Material for this exercise
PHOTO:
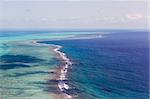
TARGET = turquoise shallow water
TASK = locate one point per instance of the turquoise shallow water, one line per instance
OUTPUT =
(112, 66)
(27, 70)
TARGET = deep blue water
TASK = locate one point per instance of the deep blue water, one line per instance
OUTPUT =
(115, 66)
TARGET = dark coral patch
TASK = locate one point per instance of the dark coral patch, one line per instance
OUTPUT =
(19, 58)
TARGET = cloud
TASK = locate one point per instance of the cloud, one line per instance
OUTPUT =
(134, 16)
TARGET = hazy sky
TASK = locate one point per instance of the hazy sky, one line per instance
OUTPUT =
(68, 14)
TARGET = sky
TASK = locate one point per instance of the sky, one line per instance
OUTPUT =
(73, 14)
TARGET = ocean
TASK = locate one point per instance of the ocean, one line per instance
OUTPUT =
(110, 64)
(115, 66)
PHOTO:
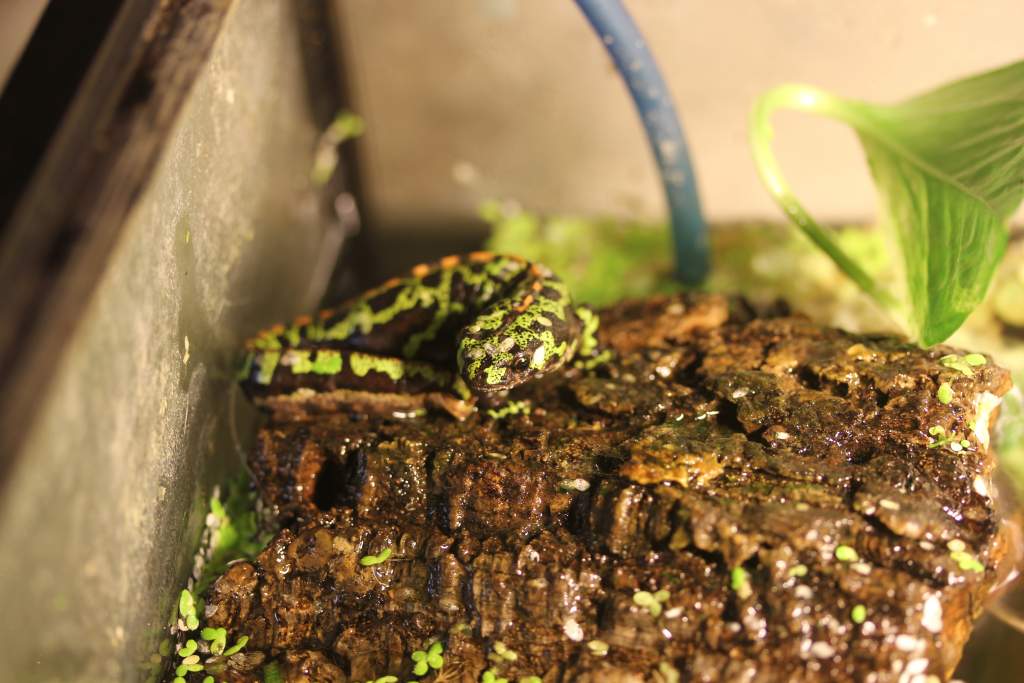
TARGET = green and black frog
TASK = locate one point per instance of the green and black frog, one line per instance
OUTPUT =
(465, 328)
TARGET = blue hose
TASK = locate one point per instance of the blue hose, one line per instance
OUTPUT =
(629, 50)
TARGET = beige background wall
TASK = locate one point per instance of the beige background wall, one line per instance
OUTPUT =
(516, 97)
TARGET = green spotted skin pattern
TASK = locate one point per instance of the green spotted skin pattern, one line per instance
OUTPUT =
(472, 325)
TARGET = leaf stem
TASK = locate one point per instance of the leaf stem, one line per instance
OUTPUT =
(805, 98)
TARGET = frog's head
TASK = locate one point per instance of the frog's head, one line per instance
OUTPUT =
(506, 355)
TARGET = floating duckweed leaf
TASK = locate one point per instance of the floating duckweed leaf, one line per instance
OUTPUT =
(370, 560)
(739, 581)
(187, 648)
(846, 554)
(947, 166)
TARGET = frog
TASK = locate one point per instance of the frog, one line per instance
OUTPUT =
(463, 329)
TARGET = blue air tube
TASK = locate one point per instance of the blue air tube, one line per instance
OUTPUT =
(629, 50)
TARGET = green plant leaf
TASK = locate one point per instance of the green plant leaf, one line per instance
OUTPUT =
(949, 169)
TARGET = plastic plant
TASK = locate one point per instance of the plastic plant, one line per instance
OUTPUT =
(948, 168)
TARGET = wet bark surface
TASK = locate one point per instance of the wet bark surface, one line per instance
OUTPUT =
(734, 497)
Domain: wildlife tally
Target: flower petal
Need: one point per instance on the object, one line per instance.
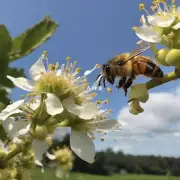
(140, 92)
(53, 105)
(22, 83)
(147, 34)
(61, 132)
(69, 105)
(25, 129)
(13, 106)
(177, 26)
(108, 125)
(59, 172)
(37, 68)
(161, 21)
(39, 147)
(88, 111)
(50, 156)
(15, 128)
(82, 145)
(11, 109)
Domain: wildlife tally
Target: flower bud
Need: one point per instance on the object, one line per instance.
(173, 57)
(5, 174)
(161, 57)
(135, 108)
(139, 92)
(41, 132)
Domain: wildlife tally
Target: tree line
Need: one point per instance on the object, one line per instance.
(109, 162)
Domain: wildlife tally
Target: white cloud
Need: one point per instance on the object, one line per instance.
(155, 131)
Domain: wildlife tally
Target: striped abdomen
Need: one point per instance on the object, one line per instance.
(144, 66)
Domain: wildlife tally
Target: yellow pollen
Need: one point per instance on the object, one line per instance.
(109, 90)
(45, 54)
(98, 102)
(78, 70)
(106, 101)
(68, 58)
(52, 67)
(94, 94)
(141, 7)
(97, 66)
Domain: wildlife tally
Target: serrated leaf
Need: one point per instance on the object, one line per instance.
(32, 38)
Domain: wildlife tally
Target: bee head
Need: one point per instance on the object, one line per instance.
(106, 74)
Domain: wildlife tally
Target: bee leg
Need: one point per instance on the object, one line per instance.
(121, 63)
(127, 85)
(121, 82)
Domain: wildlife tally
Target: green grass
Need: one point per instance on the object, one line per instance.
(49, 175)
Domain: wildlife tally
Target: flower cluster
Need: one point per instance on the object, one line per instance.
(161, 26)
(58, 97)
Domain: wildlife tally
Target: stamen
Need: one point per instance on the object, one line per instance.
(51, 67)
(105, 101)
(173, 2)
(78, 70)
(109, 90)
(94, 94)
(98, 102)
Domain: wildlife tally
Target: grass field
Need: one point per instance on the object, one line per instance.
(49, 175)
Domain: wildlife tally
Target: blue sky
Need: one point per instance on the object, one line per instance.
(90, 32)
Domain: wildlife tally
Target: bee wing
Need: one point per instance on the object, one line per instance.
(142, 47)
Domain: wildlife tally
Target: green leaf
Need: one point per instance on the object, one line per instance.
(32, 38)
(5, 41)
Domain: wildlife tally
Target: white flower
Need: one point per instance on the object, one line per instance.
(20, 124)
(36, 71)
(163, 17)
(39, 148)
(91, 121)
(50, 79)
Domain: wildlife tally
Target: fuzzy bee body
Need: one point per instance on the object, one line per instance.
(127, 66)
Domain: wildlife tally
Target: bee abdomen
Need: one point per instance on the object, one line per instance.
(148, 68)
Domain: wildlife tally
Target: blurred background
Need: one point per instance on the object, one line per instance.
(92, 32)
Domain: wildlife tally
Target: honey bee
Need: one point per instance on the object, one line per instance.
(127, 66)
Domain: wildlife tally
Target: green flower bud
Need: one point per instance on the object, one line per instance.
(173, 57)
(135, 108)
(161, 56)
(5, 174)
(139, 92)
(41, 132)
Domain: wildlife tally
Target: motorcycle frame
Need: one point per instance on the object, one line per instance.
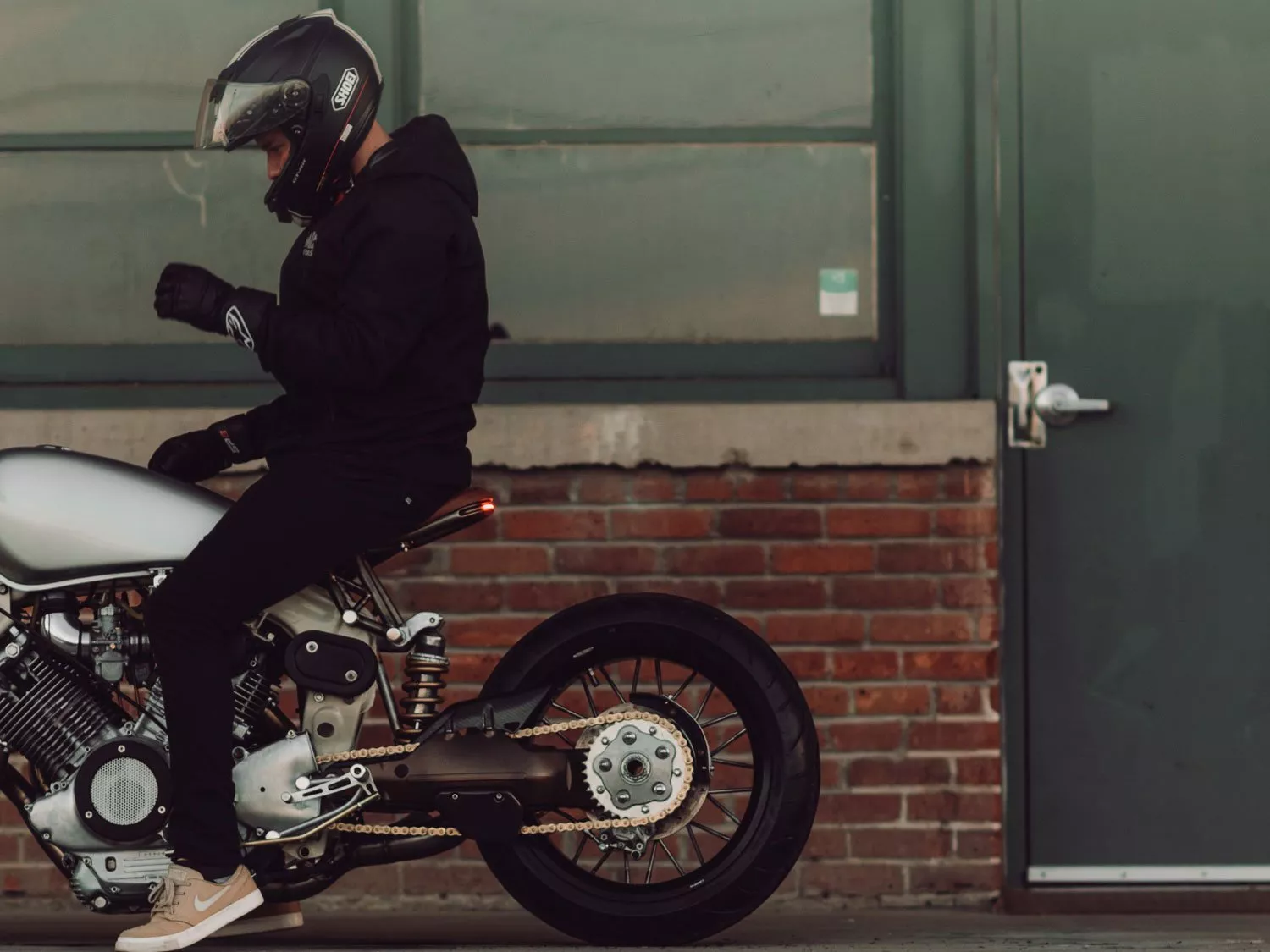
(388, 626)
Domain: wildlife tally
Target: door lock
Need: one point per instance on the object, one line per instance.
(1036, 404)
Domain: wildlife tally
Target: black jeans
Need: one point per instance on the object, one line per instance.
(290, 527)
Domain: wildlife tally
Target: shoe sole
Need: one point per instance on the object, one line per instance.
(195, 933)
(264, 923)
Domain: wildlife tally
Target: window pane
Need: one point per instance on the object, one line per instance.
(119, 66)
(83, 238)
(677, 243)
(588, 63)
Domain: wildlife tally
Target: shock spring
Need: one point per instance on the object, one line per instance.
(424, 680)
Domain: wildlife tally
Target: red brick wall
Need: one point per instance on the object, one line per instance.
(878, 586)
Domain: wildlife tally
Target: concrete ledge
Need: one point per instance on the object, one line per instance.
(678, 436)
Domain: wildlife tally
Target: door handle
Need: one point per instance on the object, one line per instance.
(1059, 405)
(1035, 404)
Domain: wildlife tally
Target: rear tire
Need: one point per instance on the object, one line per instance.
(787, 773)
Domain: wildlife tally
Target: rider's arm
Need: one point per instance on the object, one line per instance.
(393, 289)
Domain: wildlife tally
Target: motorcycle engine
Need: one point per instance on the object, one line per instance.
(108, 779)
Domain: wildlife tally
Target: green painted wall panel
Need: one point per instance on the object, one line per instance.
(119, 65)
(84, 236)
(596, 63)
(676, 243)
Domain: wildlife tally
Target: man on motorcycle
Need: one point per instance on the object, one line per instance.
(378, 338)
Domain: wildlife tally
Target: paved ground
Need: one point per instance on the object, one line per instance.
(822, 932)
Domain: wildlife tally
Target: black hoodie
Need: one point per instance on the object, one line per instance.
(380, 330)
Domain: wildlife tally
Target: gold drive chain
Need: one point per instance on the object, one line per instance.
(541, 730)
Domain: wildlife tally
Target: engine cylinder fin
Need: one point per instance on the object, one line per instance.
(251, 696)
(55, 720)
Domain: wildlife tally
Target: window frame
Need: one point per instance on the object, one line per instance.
(922, 294)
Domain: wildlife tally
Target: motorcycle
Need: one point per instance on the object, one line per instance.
(638, 768)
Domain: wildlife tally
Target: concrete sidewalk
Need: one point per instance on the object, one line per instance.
(874, 931)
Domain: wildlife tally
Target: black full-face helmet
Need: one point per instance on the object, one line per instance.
(315, 80)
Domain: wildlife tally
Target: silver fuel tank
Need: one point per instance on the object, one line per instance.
(71, 517)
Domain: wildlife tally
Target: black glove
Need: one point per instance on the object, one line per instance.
(193, 296)
(193, 457)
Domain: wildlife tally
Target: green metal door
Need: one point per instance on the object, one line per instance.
(1146, 170)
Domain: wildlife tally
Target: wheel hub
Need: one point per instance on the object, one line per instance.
(632, 767)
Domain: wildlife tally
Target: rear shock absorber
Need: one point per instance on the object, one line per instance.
(426, 668)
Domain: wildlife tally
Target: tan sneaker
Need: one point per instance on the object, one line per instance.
(272, 916)
(187, 909)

The task
Pick out every line of the data above that contains the string "head", paying attention to case.

Full output
TARGET = frog's head
TASK = locate one point per instance of the frog's head, one line per instance
Target: bee head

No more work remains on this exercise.